### What the task requires
Transcribe only the lines of the listing below from the one holding "[indicate] the stone chimney" through the one holding "Target: the stone tower", inclusive, without any change.

### Information shown

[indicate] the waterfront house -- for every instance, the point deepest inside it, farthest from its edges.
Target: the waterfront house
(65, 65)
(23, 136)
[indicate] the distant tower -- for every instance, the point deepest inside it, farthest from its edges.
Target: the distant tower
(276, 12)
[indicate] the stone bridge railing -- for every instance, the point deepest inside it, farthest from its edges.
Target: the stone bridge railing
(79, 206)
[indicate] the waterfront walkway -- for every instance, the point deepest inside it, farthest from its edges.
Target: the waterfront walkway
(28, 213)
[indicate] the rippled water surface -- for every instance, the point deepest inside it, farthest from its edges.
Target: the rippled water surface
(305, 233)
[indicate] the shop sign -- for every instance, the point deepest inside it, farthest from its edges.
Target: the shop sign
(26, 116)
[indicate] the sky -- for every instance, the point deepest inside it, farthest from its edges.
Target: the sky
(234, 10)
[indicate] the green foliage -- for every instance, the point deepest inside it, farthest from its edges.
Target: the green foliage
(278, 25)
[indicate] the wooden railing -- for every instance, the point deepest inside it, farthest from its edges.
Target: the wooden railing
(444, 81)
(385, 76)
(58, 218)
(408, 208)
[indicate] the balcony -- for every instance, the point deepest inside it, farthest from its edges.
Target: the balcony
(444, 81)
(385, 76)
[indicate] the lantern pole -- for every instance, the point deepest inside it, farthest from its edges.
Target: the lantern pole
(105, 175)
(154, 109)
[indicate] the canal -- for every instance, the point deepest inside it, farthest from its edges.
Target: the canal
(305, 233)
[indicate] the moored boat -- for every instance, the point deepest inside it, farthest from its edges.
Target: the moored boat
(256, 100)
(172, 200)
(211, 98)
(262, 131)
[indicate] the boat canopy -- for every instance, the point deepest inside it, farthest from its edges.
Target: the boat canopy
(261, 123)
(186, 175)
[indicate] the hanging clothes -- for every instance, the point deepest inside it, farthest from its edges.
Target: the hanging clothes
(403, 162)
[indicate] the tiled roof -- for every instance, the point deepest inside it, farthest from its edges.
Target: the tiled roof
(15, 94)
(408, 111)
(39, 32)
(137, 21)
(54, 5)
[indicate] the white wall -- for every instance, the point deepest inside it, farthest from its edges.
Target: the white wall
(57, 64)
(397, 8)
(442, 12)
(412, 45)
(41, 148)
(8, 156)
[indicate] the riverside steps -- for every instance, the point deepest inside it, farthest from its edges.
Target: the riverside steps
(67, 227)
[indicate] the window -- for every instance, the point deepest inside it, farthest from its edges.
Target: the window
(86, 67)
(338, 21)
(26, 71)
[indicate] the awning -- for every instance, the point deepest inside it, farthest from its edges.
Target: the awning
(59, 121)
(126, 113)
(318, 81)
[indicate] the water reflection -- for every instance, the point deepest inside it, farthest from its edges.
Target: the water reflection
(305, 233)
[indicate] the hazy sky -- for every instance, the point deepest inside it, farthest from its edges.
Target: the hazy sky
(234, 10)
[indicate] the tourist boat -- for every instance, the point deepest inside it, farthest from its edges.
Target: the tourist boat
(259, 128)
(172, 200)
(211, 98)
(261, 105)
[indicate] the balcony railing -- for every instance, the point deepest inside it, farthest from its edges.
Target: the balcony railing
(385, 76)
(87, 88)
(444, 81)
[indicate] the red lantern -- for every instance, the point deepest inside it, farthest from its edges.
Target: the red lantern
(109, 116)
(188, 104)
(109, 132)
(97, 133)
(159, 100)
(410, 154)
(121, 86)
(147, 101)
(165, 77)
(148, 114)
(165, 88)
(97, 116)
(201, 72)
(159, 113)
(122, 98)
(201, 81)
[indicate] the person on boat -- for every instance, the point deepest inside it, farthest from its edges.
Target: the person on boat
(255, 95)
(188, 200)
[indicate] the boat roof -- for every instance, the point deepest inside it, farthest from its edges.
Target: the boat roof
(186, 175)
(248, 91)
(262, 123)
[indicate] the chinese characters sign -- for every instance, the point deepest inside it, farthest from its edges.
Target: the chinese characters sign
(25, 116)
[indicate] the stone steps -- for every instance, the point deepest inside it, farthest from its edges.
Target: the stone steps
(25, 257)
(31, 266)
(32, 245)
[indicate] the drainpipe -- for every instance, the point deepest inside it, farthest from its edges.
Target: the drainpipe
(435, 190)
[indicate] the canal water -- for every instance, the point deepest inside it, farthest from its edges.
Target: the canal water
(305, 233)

--

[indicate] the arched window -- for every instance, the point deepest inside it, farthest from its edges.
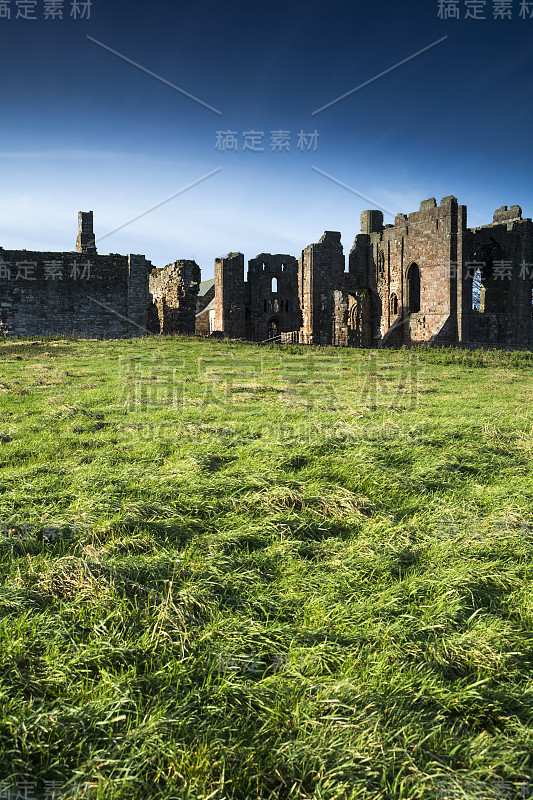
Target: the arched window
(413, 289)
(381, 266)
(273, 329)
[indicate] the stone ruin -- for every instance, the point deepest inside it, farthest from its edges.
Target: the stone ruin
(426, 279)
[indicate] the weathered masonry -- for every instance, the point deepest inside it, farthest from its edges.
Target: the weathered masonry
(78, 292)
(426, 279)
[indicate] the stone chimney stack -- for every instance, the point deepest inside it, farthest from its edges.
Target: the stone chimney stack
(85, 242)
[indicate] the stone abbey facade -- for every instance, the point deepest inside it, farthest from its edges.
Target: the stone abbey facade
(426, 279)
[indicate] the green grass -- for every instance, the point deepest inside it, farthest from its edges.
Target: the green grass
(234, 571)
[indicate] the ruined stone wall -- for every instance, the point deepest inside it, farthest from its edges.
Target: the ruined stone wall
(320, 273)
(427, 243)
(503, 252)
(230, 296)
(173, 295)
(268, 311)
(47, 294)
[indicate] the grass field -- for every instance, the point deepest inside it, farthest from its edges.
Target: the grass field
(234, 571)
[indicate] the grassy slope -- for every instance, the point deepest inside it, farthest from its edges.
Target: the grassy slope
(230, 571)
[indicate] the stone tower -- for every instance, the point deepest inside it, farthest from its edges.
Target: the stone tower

### Answer section
[indicate] the stone chimney stack -- for every instance, the point deepest inside it, farthest from its edges.
Target: the stone chimney stack
(85, 242)
[indicate] the stone abbey facade -- for every instance, the point deepest inside it, farthest from its edges.
Target: the stone abbey facade
(426, 279)
[indicate] the green grass -- for every instance, the point deepest inside it, farthest from its edges.
Target: the green grass
(234, 571)
[indicate] the ruined stone wall -- for every instance, the point deepest inside it, farthest from its edges.
Target: the ruined stone wall
(320, 273)
(427, 243)
(503, 252)
(230, 296)
(173, 295)
(268, 311)
(47, 294)
[indicate] the grass field -- for every instance, the point deepest inside it, farthest from its edges.
Target: the grass field
(234, 571)
[indicate] the grassy slope -- for every instance, the point deepest inside it, farthest from its edges.
Target: the grassy slope
(230, 571)
[indicate] the stone tower -- for every instance, the point deepest inside it, farthest from its edges.
Target: the stone tower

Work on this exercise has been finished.